• **DATA LINES**:
***

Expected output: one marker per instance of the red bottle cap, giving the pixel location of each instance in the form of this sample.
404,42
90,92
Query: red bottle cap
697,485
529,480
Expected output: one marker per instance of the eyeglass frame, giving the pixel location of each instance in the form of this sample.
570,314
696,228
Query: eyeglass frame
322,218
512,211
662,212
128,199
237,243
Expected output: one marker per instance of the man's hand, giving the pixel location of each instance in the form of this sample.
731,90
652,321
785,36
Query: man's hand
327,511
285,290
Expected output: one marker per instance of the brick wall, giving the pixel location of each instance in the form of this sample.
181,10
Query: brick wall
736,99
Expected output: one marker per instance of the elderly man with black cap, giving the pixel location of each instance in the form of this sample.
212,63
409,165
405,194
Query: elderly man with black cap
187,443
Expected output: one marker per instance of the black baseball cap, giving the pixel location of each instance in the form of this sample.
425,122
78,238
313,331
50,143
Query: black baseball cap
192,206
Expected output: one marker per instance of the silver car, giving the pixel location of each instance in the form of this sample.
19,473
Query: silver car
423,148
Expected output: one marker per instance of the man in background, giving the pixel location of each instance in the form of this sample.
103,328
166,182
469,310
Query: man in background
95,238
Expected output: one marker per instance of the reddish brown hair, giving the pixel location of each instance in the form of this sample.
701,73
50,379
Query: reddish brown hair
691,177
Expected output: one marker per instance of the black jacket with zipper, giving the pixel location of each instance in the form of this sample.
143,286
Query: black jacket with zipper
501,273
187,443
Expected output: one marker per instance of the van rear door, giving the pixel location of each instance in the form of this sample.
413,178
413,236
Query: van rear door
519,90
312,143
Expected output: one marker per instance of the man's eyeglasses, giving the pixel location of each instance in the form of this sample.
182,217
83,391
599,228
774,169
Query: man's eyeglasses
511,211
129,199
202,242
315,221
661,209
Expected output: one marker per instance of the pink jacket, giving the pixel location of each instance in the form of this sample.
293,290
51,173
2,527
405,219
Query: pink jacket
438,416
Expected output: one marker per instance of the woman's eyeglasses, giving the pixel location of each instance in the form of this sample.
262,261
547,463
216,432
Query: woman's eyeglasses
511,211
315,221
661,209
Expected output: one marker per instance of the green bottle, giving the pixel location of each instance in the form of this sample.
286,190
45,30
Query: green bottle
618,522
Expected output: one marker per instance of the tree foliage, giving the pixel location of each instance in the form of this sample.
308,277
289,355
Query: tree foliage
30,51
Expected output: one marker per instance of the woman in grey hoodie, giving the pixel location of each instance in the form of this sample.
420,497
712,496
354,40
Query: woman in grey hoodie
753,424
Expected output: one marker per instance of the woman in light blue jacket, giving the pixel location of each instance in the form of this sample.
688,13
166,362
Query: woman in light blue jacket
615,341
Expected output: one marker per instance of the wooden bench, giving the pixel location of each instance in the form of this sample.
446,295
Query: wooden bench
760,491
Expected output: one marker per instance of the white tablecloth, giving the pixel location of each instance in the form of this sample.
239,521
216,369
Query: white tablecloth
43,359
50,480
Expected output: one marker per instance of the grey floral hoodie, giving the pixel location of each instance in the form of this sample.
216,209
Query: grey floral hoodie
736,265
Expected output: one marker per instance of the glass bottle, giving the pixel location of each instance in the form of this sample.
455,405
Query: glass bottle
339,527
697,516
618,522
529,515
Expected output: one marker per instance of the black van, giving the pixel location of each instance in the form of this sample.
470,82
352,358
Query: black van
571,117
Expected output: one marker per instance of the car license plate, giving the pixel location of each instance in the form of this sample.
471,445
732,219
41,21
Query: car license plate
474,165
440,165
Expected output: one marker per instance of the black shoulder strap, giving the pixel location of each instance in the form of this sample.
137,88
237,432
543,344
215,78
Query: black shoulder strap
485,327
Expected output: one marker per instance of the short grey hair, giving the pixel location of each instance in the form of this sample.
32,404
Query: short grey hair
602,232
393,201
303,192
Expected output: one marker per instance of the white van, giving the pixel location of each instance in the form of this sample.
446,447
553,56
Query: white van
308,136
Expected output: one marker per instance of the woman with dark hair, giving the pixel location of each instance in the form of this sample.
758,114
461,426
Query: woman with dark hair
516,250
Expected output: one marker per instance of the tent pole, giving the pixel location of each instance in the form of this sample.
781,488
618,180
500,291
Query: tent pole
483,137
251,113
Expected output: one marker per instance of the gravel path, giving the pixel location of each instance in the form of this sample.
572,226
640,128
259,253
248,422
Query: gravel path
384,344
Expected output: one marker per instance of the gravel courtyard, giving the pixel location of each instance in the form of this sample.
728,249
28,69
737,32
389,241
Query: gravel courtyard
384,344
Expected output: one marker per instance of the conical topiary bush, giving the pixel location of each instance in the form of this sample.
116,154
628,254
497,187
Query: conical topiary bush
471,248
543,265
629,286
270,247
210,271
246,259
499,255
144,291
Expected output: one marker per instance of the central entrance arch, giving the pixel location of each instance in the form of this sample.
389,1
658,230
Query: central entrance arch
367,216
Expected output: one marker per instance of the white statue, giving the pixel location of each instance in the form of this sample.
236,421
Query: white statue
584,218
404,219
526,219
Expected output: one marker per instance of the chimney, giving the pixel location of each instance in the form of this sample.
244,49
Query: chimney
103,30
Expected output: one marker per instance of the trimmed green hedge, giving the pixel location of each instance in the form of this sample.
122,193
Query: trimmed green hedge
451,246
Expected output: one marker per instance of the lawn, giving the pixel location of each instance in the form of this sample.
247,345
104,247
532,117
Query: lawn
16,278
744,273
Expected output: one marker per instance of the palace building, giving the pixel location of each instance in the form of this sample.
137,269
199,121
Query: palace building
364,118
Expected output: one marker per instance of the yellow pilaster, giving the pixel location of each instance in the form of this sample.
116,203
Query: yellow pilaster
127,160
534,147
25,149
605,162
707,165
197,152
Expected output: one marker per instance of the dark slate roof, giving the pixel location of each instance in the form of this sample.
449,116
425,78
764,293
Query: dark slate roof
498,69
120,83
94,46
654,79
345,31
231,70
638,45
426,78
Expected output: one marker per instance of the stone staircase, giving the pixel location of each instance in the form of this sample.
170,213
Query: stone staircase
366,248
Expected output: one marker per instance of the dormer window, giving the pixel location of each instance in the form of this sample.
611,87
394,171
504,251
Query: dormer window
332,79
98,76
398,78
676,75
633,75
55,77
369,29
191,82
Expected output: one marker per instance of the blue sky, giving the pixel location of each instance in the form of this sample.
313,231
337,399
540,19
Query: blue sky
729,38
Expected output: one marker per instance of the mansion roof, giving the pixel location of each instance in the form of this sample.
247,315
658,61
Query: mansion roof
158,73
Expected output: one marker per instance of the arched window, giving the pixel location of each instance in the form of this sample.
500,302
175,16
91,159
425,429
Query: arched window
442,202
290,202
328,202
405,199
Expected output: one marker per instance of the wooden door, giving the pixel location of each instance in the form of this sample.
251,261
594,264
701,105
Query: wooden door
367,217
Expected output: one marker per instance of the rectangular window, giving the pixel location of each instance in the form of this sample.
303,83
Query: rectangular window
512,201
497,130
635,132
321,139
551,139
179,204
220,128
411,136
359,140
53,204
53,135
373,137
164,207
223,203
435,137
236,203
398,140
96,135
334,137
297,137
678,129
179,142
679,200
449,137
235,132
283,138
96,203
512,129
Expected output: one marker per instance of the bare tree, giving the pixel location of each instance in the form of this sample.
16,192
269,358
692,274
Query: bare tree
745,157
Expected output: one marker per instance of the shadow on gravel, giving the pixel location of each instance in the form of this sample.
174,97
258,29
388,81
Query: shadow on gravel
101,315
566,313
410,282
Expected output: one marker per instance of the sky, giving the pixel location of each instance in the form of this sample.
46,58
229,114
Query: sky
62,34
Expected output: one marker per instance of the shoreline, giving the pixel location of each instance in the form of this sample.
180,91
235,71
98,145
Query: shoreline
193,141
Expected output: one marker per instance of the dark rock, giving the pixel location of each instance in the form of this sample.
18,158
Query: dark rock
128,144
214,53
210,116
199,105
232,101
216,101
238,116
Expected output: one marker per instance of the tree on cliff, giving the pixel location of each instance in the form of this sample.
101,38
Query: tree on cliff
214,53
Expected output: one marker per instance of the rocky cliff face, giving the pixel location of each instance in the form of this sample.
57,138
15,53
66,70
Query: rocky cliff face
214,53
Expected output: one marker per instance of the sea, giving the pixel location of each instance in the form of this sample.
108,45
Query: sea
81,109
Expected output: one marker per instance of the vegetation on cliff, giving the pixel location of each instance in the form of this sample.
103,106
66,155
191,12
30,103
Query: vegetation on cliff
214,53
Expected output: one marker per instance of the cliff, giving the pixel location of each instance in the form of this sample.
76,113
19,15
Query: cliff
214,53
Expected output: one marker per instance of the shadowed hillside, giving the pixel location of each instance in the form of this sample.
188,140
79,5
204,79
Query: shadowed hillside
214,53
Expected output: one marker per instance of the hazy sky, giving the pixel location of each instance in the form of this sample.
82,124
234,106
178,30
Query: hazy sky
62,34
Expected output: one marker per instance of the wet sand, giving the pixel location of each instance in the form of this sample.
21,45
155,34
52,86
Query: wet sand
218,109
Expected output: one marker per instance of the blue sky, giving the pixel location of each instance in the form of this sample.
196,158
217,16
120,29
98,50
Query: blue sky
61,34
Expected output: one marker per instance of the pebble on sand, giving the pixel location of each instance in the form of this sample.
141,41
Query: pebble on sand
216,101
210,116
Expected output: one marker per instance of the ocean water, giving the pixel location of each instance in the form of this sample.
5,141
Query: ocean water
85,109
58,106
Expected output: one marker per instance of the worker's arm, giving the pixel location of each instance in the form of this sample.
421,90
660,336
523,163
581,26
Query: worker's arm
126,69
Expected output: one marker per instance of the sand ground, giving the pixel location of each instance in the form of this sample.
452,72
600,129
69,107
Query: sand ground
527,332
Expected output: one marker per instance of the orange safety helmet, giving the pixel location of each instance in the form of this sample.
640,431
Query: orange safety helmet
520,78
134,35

***

• **GOAL**:
Produce an exact repeat of the lines from the one containing "Expected output: one marker per instance of the pebble" through the last line of the data, and nothing more.

• **SOLUTION**:
Expected output: one marker per instance of the pebble on sand, giving the pixel location of each instance in the form of this sample.
141,41
Query: pebble on sand
216,101
210,116
Expected output: one marker per instance of the ocean water, giving the pixel location of each instance in the form of this sample.
5,141
Query: ocean water
85,109
58,106
Expected output: one marker per instance of the worker's arm, giving the pixel location of each instance in the form of this sample.
421,90
660,336
523,163
581,26
Query: worker's arm
126,69
Expected output: one marker per instance of the sand ground, giving the pixel location of each instance in the form of this sample.
452,72
600,129
69,107
Query: sand ground
527,332
Expected output: one marker per instance of the orange safety helmet, giving the pixel location of each instance in the form of this sample.
640,431
Query: orange safety helmet
520,78
134,35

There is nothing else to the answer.